### Work to complete
Copy out, word for word, the stretch of records from the line containing "In which part of this frame does the white wall" through the line containing "396,162 -> 448,243", including both of those lines.

### Supplied information
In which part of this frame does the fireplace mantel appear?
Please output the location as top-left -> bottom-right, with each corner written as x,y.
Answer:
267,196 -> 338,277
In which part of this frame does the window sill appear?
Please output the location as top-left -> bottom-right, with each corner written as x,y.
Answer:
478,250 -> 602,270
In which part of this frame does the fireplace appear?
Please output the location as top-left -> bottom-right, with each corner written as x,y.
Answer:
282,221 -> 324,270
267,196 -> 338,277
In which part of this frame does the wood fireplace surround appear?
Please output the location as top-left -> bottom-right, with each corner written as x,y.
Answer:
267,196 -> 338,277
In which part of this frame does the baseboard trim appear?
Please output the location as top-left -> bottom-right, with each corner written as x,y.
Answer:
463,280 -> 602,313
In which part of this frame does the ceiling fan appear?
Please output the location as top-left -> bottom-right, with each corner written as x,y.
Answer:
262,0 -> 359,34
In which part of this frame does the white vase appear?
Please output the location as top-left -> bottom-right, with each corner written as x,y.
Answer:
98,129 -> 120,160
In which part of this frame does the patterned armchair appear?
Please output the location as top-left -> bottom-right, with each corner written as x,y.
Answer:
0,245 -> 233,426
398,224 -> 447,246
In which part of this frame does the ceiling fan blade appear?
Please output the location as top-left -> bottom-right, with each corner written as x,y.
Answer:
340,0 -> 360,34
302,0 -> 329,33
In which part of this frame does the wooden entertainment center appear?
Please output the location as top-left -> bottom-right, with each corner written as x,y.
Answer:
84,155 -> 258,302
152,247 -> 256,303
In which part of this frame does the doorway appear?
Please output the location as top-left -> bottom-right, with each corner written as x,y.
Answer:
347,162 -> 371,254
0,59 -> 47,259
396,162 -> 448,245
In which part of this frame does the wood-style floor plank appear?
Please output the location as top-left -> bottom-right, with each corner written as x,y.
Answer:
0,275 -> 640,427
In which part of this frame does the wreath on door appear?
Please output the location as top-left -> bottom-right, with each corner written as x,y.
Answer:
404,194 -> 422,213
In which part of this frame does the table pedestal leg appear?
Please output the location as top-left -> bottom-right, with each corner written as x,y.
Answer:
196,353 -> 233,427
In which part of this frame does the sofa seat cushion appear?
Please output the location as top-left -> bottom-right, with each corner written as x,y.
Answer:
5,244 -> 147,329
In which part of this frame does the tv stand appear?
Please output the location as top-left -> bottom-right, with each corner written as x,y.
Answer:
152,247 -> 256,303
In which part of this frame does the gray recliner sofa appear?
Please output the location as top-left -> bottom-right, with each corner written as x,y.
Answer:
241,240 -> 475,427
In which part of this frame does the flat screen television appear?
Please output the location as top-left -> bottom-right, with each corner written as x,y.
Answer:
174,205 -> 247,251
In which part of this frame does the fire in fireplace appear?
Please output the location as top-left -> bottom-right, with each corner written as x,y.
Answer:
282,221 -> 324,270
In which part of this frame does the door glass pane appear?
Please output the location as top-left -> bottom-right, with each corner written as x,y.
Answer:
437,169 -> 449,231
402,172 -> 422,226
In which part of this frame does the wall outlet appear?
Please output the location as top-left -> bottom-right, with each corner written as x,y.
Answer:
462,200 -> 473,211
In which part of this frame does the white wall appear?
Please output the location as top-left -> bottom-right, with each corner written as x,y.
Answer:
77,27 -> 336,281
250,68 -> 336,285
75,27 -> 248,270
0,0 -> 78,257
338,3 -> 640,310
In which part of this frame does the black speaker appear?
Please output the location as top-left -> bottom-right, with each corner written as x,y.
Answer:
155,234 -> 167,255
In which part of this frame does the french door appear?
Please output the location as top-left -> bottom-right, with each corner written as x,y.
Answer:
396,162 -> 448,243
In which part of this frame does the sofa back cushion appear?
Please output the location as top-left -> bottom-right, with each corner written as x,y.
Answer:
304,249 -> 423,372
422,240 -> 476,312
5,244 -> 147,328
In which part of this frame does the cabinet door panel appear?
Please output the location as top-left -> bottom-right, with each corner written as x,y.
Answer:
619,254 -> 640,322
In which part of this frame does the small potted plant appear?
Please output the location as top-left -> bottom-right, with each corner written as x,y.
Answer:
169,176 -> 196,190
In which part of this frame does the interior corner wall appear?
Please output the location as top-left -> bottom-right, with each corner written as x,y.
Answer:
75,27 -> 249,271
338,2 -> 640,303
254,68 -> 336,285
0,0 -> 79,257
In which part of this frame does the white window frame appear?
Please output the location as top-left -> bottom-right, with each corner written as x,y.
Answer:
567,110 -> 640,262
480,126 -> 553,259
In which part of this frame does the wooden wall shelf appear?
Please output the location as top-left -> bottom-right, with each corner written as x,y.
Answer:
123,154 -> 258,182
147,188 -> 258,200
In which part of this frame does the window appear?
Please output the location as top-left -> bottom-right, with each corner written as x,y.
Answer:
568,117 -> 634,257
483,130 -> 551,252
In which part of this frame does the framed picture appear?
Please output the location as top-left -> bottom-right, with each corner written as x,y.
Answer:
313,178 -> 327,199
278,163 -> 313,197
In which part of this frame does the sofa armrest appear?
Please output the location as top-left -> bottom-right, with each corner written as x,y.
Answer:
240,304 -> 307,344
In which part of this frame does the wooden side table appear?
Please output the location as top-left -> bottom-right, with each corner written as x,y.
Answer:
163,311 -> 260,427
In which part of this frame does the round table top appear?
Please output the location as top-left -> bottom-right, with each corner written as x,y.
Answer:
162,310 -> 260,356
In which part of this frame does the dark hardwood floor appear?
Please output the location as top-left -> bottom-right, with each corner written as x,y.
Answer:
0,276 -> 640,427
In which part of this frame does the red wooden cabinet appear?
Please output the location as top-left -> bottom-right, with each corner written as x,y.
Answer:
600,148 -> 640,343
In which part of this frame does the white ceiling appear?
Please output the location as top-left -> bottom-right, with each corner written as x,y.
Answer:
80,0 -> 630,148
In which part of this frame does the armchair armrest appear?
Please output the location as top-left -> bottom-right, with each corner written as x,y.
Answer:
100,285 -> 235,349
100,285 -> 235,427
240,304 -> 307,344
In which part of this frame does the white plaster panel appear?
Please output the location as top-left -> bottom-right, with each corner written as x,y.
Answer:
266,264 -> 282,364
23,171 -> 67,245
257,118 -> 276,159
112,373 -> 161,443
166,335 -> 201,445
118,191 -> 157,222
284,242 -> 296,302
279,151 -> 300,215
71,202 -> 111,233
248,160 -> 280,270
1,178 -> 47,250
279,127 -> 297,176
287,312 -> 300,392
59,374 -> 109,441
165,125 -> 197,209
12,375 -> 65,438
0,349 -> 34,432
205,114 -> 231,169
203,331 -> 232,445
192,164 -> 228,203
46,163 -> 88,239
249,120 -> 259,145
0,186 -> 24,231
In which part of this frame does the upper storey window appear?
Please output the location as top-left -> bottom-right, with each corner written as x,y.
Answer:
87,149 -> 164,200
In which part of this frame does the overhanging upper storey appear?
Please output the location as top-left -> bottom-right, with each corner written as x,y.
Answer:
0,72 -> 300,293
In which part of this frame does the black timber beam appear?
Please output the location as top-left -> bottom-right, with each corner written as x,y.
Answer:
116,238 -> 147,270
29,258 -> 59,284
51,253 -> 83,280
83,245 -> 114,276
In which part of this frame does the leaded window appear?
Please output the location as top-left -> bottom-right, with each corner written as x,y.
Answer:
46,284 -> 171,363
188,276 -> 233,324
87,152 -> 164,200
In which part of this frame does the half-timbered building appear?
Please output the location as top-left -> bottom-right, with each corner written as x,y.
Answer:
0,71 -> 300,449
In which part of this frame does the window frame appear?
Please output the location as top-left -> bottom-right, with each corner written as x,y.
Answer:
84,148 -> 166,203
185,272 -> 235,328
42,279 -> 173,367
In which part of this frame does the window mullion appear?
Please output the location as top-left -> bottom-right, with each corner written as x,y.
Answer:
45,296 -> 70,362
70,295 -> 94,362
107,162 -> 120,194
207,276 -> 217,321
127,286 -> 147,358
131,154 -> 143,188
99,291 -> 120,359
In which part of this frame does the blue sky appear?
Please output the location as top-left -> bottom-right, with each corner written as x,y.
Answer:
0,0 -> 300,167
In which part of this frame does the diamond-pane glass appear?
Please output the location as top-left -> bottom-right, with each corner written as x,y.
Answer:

### Reply to the task
In which part of this frame does the white wall appear?
Please output the location as top-left -> bottom-right, with each corner written as x,y.
Answer:
77,27 -> 336,281
250,68 -> 336,285
75,27 -> 248,270
0,0 -> 78,257
338,3 -> 640,310
In which part of this frame does the black speaker appear?
Please output the location as top-left -> bottom-right, with each corner written as x,y.
Answer:
155,234 -> 167,255
In which part of this frame does the french door appear?
Please output the location as top-left -> bottom-right, with each corner written as x,y.
Answer:
396,162 -> 448,243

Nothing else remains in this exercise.